STUDY TEXT —
- - - - - - -

Review: Masterworks starts its season in Old Lyme with dramatic fashion

Old Lyme — Saturday’s trio of musicians at Musical Masterworks offered something of a delayed encore of one of the chamber music series’ most memorable concerts, reuniting pianist Jeewon Park, violinist Tessa Lark and series artistic director and cellist Edward Arron.

In February 2013, when two of three scheduled musicians were forced to cancel here, Lark and Park were last-minute subs — and became central to a thrilling musical experience.

Saturday’s concert at the First Congregational Church, to be repeated at 3 p.m. Sunday, played to far different, yet similarly powerful, effect, due largely to the three winning yet remarkably dissimilar works programmed by Arron.

In her debut, fresh off winning the prestigious Naumburg Award, Lark transfixed the audience with the Bach D Minor Chaconne for solo violin. Saturday, she paired with Arron for an almost exhaustingly dramatic performance of Zoltan Kodàly’s 1914 Duo for Violin and Cello.

Introducing the program, Arron said of the 25-year-old Kentucky native, “You’ve become acquainted with her Appalachian fiddling, which she does pretty darn well,” referring to her showy encore in 2013. “I picked this piece by Kodàly,” he said, “because on a human level, it comes from absolutely the same place.”

Kodàly, often with his friend Bela Bartók, roamed the mountains of Hungary to soak up the wild folk music. His duo, an episodic excursion through pentatonic and modal worlds, is a showpiece for cello and violin — and Arron and Lark put on quite a show, drawing explosive applause.

The sound world the pair created — tectonic rumbling trills in the cello, stabbing violin figures, strangely hued modal rhapsodies — was made more vivid by these two most expressive musicians. Standing above Arron, Lark fairly dove into phrases, and Arron at times hunched with his chin on the cello body while churning dark stops. The effect was great theater, and the audience loved it.

But in many ways, the concert was centered on Park, a pianist whose interpretive powers grow on this listener with every encounter. The two trios programmed, though very dissimilar, were both written by a pair of pianist composers — Mozart and Robert Schumann — and Park carried an inordinate weight wonderfully.

- - - - - - -

RECORDS PROVIDED —
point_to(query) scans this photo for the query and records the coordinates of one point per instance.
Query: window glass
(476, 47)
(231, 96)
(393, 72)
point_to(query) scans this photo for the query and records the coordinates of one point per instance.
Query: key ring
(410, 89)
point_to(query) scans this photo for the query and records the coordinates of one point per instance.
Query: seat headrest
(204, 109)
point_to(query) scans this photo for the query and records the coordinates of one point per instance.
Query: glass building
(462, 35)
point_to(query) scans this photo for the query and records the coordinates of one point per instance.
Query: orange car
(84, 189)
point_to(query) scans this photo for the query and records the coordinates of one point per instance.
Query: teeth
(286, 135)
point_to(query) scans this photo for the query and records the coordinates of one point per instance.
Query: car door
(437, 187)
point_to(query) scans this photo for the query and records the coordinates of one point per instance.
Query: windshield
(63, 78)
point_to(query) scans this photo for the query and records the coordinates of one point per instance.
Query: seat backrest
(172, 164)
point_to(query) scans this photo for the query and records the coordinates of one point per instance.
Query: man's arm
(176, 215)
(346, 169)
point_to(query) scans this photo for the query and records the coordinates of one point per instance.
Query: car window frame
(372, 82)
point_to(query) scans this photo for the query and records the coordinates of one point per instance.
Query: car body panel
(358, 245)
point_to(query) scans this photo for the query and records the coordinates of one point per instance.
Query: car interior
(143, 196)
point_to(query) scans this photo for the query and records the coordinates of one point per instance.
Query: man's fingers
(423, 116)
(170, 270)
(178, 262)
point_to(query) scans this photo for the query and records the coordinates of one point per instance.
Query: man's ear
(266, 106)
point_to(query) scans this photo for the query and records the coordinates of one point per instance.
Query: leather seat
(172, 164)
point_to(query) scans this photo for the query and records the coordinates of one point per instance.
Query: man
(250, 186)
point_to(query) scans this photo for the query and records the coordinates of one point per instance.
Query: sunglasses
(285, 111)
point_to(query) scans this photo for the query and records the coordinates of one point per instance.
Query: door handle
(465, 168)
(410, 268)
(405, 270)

- - - - - - -

WHAT NEEDS TO BE DONE — Copy the concert review from "Review: Masterworks starts" to "thrilling musical experience.", renaming "violinist" as "fiddler" each time it appears. You can skip the records; they play no part in this work.

SOLUTION —
Review: Masterworks starts its season in Old Lyme with dramatic fashion

Old Lyme — Saturday’s trio of musicians at Musical Masterworks offered something of a delayed encore of one of the chamber music series’ most memorable concerts, reuniting pianist Jeewon Park, fiddler Tessa Lark and series artistic director and cellist Edward Arron.

In February 2013, when two of three scheduled musicians were forced to cancel here, Lark and Park were last-minute subs — and became central to a thrilling musical experience.